### About this exercise
Extract the lines from the beginning of the rows through the line containing "negative clicks: (307, 366) (125, 177)", inclusive, and reproduce them verbatim, leaving out any pictures.

—————

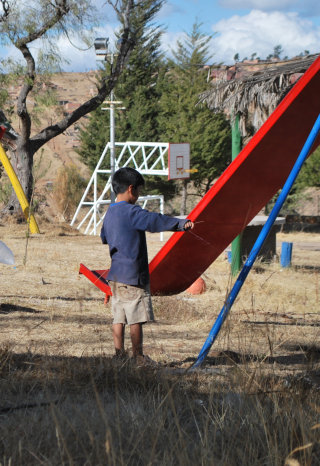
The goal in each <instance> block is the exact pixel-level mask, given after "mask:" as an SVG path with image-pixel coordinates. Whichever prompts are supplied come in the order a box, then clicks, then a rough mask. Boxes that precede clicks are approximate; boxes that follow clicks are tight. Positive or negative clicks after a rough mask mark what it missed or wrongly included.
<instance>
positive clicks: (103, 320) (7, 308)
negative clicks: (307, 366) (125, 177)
mask: <svg viewBox="0 0 320 466" xmlns="http://www.w3.org/2000/svg"><path fill="white" fill-rule="evenodd" d="M169 236H170V234H169V233H166V234H165V239H167V238H168V237H169ZM0 238H1V240H2V241H4V242H5V243H6V244H7V246H8V247H10V248H11V249H12V251H13V252H14V255H15V259H16V266H15V267H13V266H8V265H3V264H0V276H1V280H0V345H5V346H9V347H10V348H11V350H12V351H14V352H17V353H24V352H26V351H31V352H36V353H38V354H39V353H40V354H46V355H70V356H77V357H79V356H82V355H85V356H89V355H101V354H103V355H106V356H111V355H112V354H113V345H112V338H111V321H112V320H111V313H110V305H108V306H107V307H106V306H105V305H104V296H103V294H102V293H101V292H100V291H99V290H98V289H97V288H96V287H94V286H93V285H92V283H91V282H89V281H88V280H87V279H86V278H85V277H84V276H80V275H79V274H78V270H79V264H80V263H81V262H82V263H84V264H85V265H86V266H87V267H89V268H92V269H104V268H108V266H109V263H110V262H109V256H108V250H107V247H106V246H104V245H102V244H101V243H100V239H99V237H93V236H84V235H82V234H80V233H78V232H77V230H74V229H72V228H71V227H69V226H68V225H58V226H55V227H54V226H52V225H50V224H42V225H41V234H40V235H36V236H33V237H30V238H29V239H28V240H27V238H26V226H25V225H6V226H5V225H1V226H0ZM282 241H292V242H293V261H292V267H291V268H288V269H282V268H281V267H280V265H279V263H278V262H274V263H272V264H264V263H260V262H259V261H258V263H257V264H255V266H254V269H253V271H252V272H251V273H250V275H249V276H248V279H247V281H246V283H245V285H244V286H243V288H242V290H241V292H240V294H239V297H238V298H237V300H236V302H235V304H234V307H233V308H232V311H231V313H230V316H229V318H228V319H227V321H226V323H225V324H224V327H223V329H222V331H221V332H220V335H219V337H218V339H217V341H216V343H215V345H214V347H213V350H212V353H210V354H211V356H215V357H216V358H218V359H216V360H215V362H214V364H217V361H219V357H220V358H222V353H220V352H223V358H226V357H227V359H228V357H230V361H231V362H232V361H233V362H235V361H236V360H237V359H239V358H240V359H241V358H245V359H247V360H250V358H260V359H261V358H262V360H263V362H265V365H264V368H265V370H268V368H270V367H271V366H272V367H273V370H274V369H275V368H276V369H277V371H278V372H281V371H285V372H286V373H291V372H293V373H300V371H302V370H303V369H304V368H305V365H306V364H308V361H309V359H310V357H311V356H312V358H313V363H315V362H316V361H318V359H319V360H320V348H319V346H318V342H319V333H320V315H319V314H320V299H319V294H320V280H319V271H320V235H316V234H305V233H295V234H285V235H284V234H278V236H277V243H278V248H280V247H281V242H282ZM163 244H164V243H161V242H160V238H159V235H158V234H154V235H151V234H150V235H148V248H149V258H150V259H151V258H152V257H153V256H154V255H155V254H156V252H157V251H158V250H159V249H160V248H161V247H162V245H163ZM279 252H280V249H279ZM24 262H25V264H24ZM203 278H204V279H205V281H206V285H207V290H206V292H205V293H204V294H202V295H198V296H192V295H190V294H188V293H186V292H184V293H181V294H179V295H177V296H171V297H155V298H153V304H154V309H155V316H156V319H157V321H156V322H155V323H153V324H150V325H147V326H145V353H146V354H148V355H149V356H150V357H152V358H153V359H155V360H156V361H158V362H159V363H161V364H163V365H170V364H174V365H178V366H182V367H187V366H188V365H190V362H191V361H192V360H194V358H195V357H196V356H197V354H198V353H199V351H200V349H201V347H202V345H203V343H204V341H205V338H206V337H207V335H208V332H209V330H210V328H211V326H212V325H213V323H214V321H215V319H216V317H217V315H218V313H219V311H220V310H221V307H222V305H223V302H224V299H225V296H226V293H227V290H228V289H230V286H231V282H232V277H231V276H230V265H229V264H228V261H227V259H226V254H225V253H223V254H222V255H221V256H220V257H219V258H218V259H217V260H216V261H215V262H214V263H213V264H212V265H211V267H210V268H209V269H208V270H207V271H206V273H205V274H204V275H203ZM127 346H128V347H129V346H130V344H129V341H128V340H127ZM310 354H311V356H310ZM226 355H227V356H226ZM228 355H229V356H228ZM224 360H225V359H224ZM210 361H211V363H212V362H213V359H211V358H209V359H208V367H210ZM230 361H229V362H230ZM221 362H222V359H221ZM315 378H316V379H317V377H316V376H315ZM319 382H320V381H319ZM314 383H318V380H315V381H314Z"/></svg>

—————

### Response area
The goal in each <instance> block is the exact pixel-level mask, given after "mask:" as an SVG path with image-pixel coordinates. Whichever prompts are supplied come in the order a box, then clicks, then a rough mask. Boxes that precede clicks are approximate; boxes that follow clicks are tight. Positive or negative clicks after a rough mask mark what it missed or wrongly included.
<instance>
positive clicks: (103, 320) (7, 308)
negative clicks: (307, 366) (125, 177)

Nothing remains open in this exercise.